Image location labeling entries
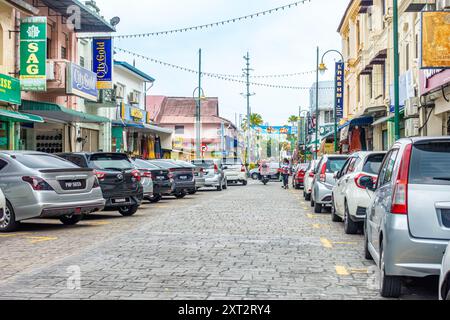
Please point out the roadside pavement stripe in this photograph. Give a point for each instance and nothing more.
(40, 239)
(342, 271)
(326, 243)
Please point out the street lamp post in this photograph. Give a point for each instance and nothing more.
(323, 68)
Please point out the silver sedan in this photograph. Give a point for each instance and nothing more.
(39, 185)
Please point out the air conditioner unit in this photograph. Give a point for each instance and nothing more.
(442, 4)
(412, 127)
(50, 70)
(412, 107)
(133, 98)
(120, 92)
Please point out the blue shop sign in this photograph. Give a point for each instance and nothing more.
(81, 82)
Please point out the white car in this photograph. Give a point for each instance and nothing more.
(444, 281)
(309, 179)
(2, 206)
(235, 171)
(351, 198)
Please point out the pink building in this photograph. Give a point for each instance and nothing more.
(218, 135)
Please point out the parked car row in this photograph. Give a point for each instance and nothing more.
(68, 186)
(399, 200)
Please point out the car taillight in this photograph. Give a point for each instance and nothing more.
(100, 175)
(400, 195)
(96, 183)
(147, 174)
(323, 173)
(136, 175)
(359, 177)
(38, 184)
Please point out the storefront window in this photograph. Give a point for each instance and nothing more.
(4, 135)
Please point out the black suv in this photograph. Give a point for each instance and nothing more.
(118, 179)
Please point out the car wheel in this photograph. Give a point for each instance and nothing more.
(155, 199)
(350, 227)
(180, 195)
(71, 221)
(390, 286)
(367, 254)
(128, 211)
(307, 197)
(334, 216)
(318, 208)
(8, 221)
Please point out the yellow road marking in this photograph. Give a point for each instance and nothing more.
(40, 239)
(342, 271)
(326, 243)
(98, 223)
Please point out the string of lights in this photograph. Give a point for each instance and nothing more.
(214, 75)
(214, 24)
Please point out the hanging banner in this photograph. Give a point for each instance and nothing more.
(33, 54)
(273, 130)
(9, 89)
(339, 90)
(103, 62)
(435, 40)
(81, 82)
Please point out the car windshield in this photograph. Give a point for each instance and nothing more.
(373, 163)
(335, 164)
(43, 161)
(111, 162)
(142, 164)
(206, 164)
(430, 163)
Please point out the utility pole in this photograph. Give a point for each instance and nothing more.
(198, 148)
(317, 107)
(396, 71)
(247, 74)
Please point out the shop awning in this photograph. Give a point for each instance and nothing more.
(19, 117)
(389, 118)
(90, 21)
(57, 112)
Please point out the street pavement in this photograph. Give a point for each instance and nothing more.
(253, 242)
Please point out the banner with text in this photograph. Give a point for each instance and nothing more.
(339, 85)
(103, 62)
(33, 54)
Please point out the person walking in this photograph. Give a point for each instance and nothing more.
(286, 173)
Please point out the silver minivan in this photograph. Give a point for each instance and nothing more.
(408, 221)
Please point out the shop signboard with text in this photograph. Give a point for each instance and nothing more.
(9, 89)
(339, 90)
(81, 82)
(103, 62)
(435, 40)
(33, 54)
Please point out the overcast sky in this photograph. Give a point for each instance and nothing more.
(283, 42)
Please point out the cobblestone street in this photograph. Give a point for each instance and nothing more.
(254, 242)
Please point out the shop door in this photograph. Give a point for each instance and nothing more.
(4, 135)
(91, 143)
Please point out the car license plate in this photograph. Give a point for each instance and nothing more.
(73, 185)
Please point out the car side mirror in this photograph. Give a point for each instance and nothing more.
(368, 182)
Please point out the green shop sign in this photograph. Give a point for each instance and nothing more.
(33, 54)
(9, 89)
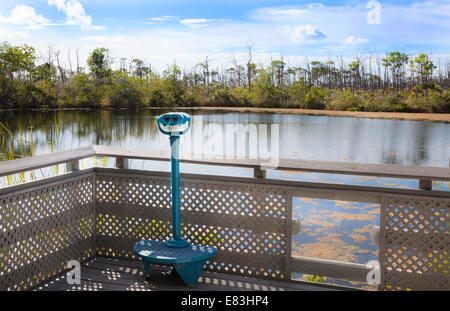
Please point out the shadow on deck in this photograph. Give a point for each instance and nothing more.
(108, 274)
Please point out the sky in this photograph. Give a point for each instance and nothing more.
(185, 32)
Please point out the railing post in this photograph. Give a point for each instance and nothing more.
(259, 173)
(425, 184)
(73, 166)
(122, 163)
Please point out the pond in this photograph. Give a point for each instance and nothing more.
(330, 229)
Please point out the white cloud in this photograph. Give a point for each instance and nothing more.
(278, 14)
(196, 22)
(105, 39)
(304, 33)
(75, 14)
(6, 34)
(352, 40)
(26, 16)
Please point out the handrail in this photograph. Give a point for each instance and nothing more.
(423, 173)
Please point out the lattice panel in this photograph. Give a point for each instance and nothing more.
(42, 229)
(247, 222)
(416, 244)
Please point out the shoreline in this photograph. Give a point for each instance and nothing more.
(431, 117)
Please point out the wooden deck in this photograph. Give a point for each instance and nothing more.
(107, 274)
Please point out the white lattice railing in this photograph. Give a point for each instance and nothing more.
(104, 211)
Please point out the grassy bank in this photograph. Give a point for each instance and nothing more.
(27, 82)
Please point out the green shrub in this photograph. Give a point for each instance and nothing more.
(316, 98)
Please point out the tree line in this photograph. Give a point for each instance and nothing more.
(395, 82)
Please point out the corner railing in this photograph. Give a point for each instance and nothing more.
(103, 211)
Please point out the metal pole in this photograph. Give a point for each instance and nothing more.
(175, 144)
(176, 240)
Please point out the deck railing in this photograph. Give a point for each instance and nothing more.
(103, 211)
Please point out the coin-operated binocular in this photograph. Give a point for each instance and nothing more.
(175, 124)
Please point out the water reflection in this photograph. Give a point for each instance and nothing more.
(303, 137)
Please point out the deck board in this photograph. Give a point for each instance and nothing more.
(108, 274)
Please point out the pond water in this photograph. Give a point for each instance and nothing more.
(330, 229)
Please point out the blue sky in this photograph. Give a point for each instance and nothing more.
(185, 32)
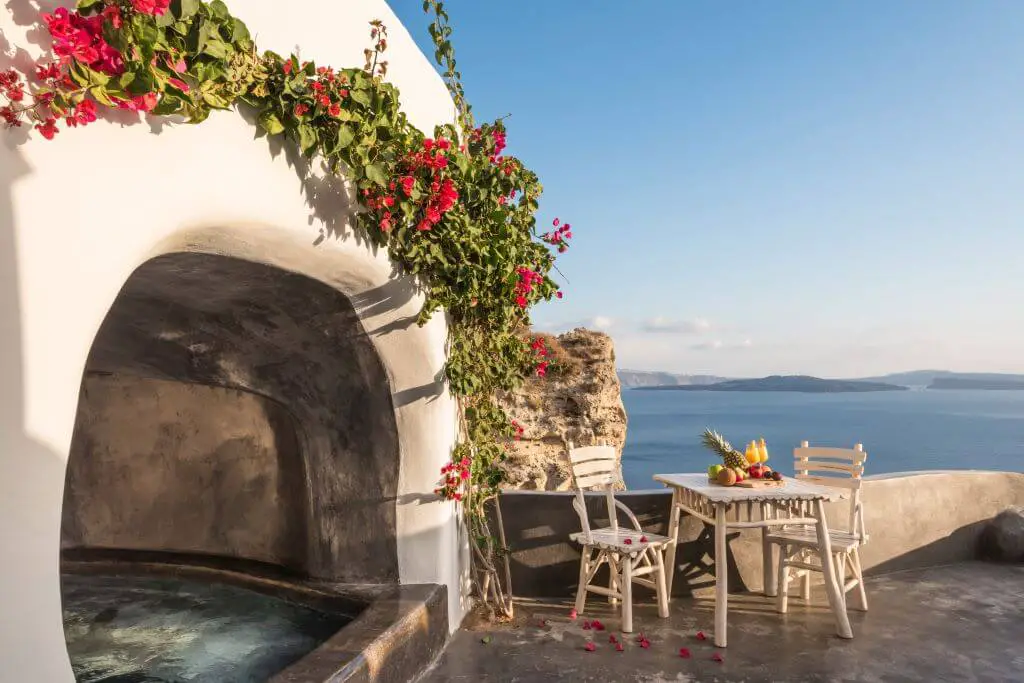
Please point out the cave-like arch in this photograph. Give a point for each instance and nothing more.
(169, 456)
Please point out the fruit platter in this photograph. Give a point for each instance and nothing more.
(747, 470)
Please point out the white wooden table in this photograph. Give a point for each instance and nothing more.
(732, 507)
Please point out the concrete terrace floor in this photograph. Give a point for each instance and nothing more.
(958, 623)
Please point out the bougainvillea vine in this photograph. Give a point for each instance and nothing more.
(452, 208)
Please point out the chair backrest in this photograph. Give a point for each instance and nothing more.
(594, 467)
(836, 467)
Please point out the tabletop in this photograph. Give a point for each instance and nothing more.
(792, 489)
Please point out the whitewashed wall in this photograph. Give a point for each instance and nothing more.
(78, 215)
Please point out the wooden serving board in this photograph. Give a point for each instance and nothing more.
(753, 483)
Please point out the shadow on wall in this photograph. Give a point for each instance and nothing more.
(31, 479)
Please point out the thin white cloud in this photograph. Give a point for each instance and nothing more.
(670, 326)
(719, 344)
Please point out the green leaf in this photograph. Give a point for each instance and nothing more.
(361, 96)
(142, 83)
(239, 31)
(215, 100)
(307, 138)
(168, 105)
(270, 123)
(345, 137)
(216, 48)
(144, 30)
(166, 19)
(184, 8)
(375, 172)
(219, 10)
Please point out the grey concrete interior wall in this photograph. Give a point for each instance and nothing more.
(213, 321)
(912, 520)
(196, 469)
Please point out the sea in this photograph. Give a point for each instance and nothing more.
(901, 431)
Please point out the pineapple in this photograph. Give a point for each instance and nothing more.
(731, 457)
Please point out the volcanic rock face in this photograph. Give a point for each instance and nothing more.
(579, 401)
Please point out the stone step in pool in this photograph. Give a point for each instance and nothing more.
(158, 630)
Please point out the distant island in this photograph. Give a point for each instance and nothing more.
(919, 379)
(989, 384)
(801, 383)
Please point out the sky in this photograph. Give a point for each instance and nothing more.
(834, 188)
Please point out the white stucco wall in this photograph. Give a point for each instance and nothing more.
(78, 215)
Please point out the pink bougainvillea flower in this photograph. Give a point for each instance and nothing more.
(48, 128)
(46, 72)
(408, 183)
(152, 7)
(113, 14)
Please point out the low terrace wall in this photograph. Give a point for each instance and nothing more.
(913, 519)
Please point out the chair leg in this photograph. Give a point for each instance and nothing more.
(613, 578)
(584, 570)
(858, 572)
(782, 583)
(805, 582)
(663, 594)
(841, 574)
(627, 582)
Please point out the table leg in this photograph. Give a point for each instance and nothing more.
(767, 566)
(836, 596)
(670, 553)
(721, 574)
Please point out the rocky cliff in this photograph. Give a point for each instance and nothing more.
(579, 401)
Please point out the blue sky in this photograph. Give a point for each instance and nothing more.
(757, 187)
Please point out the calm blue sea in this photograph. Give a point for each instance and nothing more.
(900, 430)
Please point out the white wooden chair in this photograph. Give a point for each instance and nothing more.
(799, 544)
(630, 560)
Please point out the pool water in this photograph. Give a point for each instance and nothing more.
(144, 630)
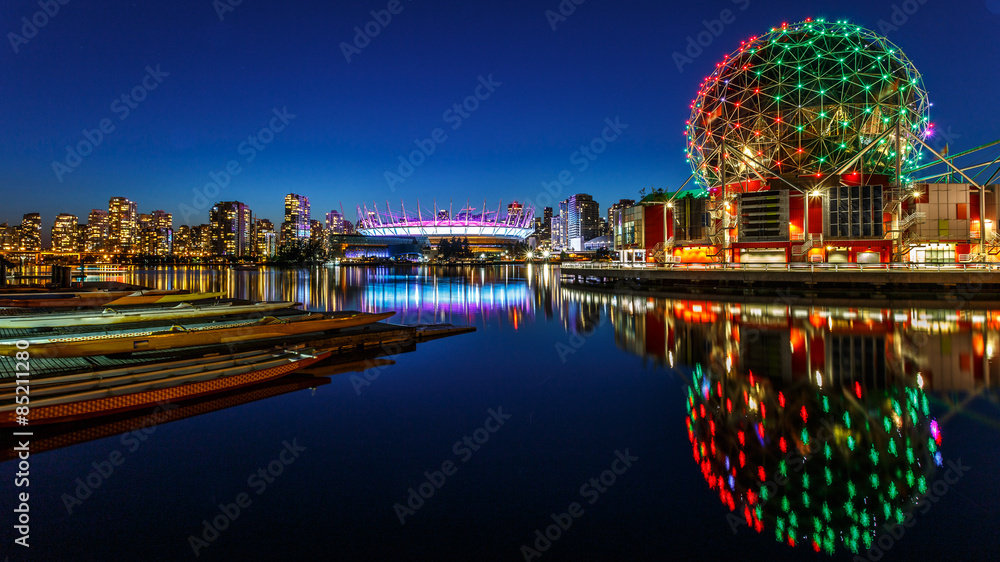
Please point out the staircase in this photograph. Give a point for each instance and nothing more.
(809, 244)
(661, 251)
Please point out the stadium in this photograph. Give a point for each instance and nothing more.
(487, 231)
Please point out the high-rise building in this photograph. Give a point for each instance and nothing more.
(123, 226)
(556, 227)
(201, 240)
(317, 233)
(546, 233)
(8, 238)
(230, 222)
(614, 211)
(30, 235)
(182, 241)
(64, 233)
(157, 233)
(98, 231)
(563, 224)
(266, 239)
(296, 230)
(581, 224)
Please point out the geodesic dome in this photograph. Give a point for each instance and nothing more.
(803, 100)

> **Exercise brief**
Output the line that contains "Please point out the white wooden chair" and every subsequent line through the end of the entries, exactly as given, without pictures.

> **The answer**
Please point out the white wooden chair in this photograph. Give a point for each instance and nothing more.
(799, 544)
(630, 560)
Please point out the pool water in this photograph. Give a point for each instance and nothing more.
(144, 630)
Please point out the staircase in this photograph. Give a point for each instance and nothing more.
(809, 244)
(661, 251)
Please point out the stadium in this photograph. Give a point for each instance and nothing more.
(487, 231)
Please point out the high-rise building in this photograph. Give a point for each instance and nothing more.
(123, 226)
(556, 227)
(201, 240)
(317, 233)
(546, 233)
(8, 238)
(230, 222)
(614, 211)
(30, 235)
(182, 241)
(64, 233)
(157, 233)
(98, 231)
(563, 224)
(266, 239)
(296, 230)
(581, 224)
Please point out the geodesic dome in this photograph. Give a point for each instance and nothing more.
(803, 100)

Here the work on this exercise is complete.